The United Nations Audiovisual Library of International Law is a free online international law research and training tool. It was created and is maintained by the Codification Division of the United Nations Office of Legal Affairs as a part of its mandate under the United Nations Programme of Assistance in the Teaching, Study, Dissemination and Wider Appreciation of International Law.

Background 
The United Nations Audiovisual Library of International Law was established in 2008 under the United Nations Programme of Assistance in the Teaching, Study, Dissemination and Wider Appreciation of International Law as a tool for promoting knowledge of international law.

Faculty 
Over 240 international law experts from different regions, legal systems and sectors of the legal profession have recorded lectures for the Lecture Series, prepared introductory notes for the Historic Archives and contributed their scholarly writings to the Research Library.

Notable faculty members as of 1 July 2016:

 Abi-Saab, Georges
 Abraham, Ronny 
 Al-Khasawneh, Awn S.	 
 Annan, Kofi A.	 
 Bassiouni, M. Cherif	 
 Bennouna, Mohamed
 Brilmayer, Lea	 
 Buergenthal, Thomas	 	 
 Cançado Trindade, Antônio Augusto
 Cassese, Antonio		 
 Caron, David	 
 Charlesworth, Hilary	 
 Corell, Hans	 
 Couvreur, Philippe	 
 Crane, David M.	 
 Crawford, James	 
 Donoghue, Joan E.	 	 
 Dugard, John	 	 
 Ferencz, Benjamin B.	 
 Gaillard, Emmanuel	
 Gaja, Giorgio	 
 Goldstone, Richard	 
 Goodwin-Gill, Guy S.	 
 Greenwood, Christopher	 
 Heyns, Christof	 
 Higgins, Rosalyn	 
 Hossain, Kamal
 Jallow, Hassan Bubacar	 
 Kälin, Walter	 
 Keith, Kenneth	 
 Kingsbury, Benedict	 
 Klabbers, Jan	 
 Koh, Harold Hongju	 
 Koh, Tommy	 	 
 Laborde, Santiago Oñate	 
 Lacarte Muró, Julio	 
 Lamy, Pascal	 
 Lauterpacht, Elihu	 
 Mautner, Menachem
 Mayr-Harting, Thomas
 McDougal, Myres S.

Written request 1:
Answer these questions from the passage on the United Nations Audiovisual Library of International Law:
(a) Which division created and maintains the library?
(b) In what year was the library established?
(c) How many international law experts have contributed to it?
The text and the records are separate material.

Information given:
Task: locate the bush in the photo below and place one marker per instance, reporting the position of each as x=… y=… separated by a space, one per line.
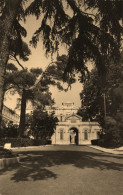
x=17 y=142
x=10 y=130
x=39 y=142
x=5 y=153
x=95 y=142
x=23 y=142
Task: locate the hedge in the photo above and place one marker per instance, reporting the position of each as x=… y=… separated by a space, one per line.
x=23 y=142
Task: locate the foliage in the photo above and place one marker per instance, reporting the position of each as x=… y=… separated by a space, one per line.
x=17 y=142
x=5 y=153
x=41 y=124
x=10 y=130
x=89 y=29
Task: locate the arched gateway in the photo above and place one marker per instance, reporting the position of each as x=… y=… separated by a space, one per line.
x=71 y=129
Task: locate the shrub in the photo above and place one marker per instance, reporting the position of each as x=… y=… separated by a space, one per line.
x=39 y=142
x=5 y=153
x=17 y=142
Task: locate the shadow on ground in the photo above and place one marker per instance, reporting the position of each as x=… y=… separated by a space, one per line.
x=35 y=165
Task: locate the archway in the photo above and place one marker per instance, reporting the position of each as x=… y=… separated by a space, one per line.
x=73 y=135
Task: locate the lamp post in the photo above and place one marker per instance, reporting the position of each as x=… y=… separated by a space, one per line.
x=104 y=104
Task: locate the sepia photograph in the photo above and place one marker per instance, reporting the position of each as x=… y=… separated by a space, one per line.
x=61 y=97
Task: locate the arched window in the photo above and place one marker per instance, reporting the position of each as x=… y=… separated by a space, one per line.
x=85 y=135
x=61 y=134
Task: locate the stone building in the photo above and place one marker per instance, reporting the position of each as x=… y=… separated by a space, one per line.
x=71 y=129
x=9 y=115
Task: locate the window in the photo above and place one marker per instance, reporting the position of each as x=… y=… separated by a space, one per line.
x=85 y=135
x=61 y=118
x=61 y=134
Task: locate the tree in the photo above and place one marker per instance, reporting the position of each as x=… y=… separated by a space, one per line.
x=86 y=39
x=41 y=124
x=9 y=10
x=102 y=101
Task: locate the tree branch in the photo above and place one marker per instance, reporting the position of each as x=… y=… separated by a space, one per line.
x=18 y=62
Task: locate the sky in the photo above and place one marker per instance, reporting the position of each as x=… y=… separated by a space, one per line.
x=39 y=59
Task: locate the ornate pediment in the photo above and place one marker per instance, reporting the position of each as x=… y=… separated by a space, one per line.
x=73 y=118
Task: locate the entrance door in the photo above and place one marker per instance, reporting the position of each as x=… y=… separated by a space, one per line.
x=73 y=136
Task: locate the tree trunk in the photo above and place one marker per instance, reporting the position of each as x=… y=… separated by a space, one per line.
x=22 y=114
x=6 y=22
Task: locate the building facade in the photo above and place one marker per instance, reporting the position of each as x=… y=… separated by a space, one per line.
x=71 y=129
x=10 y=115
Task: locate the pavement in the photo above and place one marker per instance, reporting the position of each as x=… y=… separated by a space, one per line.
x=63 y=170
x=111 y=151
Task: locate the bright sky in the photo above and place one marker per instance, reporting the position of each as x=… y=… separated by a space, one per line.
x=38 y=59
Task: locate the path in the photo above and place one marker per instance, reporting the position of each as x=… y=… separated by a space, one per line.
x=64 y=170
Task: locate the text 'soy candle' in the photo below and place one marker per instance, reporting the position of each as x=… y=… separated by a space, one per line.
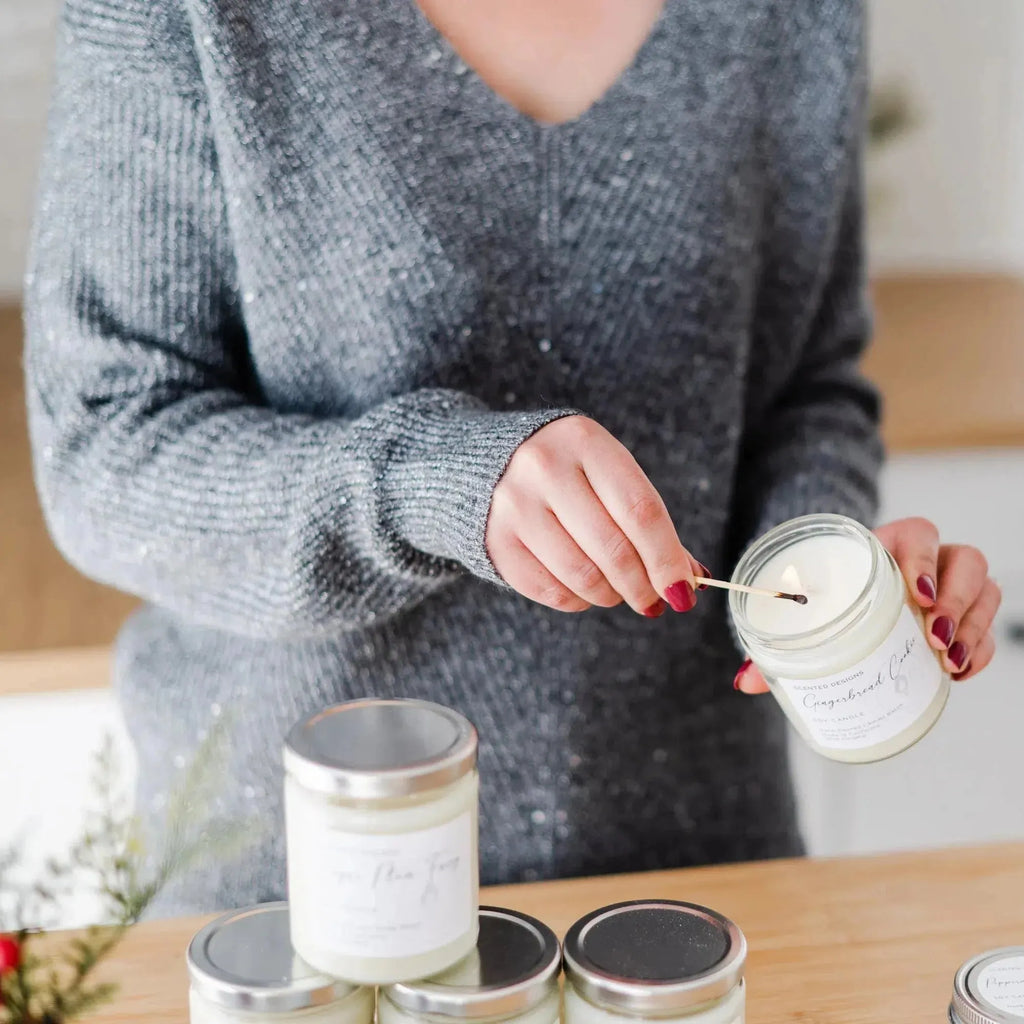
x=851 y=668
x=381 y=823
x=510 y=978
x=243 y=971
x=989 y=988
x=654 y=961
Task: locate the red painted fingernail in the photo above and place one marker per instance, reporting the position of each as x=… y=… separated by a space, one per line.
x=739 y=675
x=706 y=571
x=957 y=654
x=680 y=596
x=943 y=629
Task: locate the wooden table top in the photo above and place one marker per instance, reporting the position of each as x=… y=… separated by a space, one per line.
x=845 y=941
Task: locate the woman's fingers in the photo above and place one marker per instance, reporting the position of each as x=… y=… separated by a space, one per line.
x=749 y=679
x=914 y=545
x=524 y=573
x=609 y=550
x=982 y=654
x=553 y=545
x=638 y=510
x=574 y=499
x=974 y=627
x=963 y=571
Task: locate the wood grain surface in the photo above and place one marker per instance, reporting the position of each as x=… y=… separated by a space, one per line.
x=846 y=941
x=948 y=355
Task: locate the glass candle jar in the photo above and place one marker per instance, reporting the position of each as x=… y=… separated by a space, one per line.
x=852 y=668
x=989 y=989
x=381 y=821
x=511 y=976
x=654 y=961
x=243 y=971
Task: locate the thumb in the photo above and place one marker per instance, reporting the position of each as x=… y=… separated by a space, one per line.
x=749 y=679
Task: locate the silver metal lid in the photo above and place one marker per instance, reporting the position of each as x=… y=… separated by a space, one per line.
x=514 y=968
x=245 y=961
x=653 y=956
x=376 y=750
x=989 y=989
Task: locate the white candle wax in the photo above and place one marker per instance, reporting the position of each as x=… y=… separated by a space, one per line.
x=381 y=827
x=727 y=1010
x=510 y=978
x=852 y=668
x=830 y=570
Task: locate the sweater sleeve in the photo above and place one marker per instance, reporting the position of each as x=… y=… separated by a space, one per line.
x=160 y=469
x=815 y=445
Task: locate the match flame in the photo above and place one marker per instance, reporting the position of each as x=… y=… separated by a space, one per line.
x=791 y=581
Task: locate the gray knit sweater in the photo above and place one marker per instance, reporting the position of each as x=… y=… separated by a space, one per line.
x=300 y=286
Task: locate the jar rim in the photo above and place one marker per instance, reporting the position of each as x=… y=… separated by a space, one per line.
x=782 y=537
x=376 y=749
x=643 y=996
x=527 y=983
x=969 y=1006
x=273 y=980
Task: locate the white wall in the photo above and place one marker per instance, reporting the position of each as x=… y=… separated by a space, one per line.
x=26 y=55
x=952 y=190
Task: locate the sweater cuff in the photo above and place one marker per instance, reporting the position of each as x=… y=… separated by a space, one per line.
x=443 y=496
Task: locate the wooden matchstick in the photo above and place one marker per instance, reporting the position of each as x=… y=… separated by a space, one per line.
x=757 y=591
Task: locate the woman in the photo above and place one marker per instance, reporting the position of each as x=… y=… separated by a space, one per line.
x=350 y=327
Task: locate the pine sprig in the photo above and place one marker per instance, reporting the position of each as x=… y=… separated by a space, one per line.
x=108 y=859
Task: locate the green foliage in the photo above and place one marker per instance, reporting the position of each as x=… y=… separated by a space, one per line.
x=108 y=859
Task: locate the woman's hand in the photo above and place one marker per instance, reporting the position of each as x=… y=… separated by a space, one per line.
x=574 y=522
x=950 y=582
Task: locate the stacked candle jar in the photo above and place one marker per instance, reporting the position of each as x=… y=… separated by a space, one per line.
x=381 y=817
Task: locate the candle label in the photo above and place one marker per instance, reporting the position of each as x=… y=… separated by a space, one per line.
x=875 y=699
x=387 y=895
x=1001 y=984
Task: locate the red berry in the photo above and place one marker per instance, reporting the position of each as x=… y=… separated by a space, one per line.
x=10 y=953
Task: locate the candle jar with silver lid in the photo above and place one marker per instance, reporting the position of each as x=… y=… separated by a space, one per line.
x=654 y=960
x=852 y=668
x=381 y=823
x=243 y=970
x=510 y=976
x=989 y=988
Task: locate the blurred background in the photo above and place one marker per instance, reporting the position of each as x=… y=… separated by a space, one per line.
x=946 y=235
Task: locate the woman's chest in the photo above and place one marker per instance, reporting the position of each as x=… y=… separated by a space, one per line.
x=421 y=231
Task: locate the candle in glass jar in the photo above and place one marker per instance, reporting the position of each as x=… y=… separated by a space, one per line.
x=243 y=971
x=829 y=570
x=654 y=961
x=852 y=668
x=381 y=828
x=511 y=977
x=989 y=988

Written request 2:
Rescale the part of the records that opens with the line containing "Task: locate the white candle" and closes with the line containing "x=830 y=570", both included. Reproduce those lines alone, requests included, with every coordinate in the answers multiplied by 2.1 and rounded to a whole number, halves up.

Correct result 1:
(a) The Codification Division of the United Nations Office of Legal Affairs
(b) 2008
(c) Over 240

Correct result 2:
Task: locate the white candle wax in the photo above and place one marker per instance, reporting the position of each as x=… y=… separated by a space, one per line.
x=800 y=1737
x=1527 y=2121
x=1071 y=2054
x=1789 y=1403
x=1743 y=1197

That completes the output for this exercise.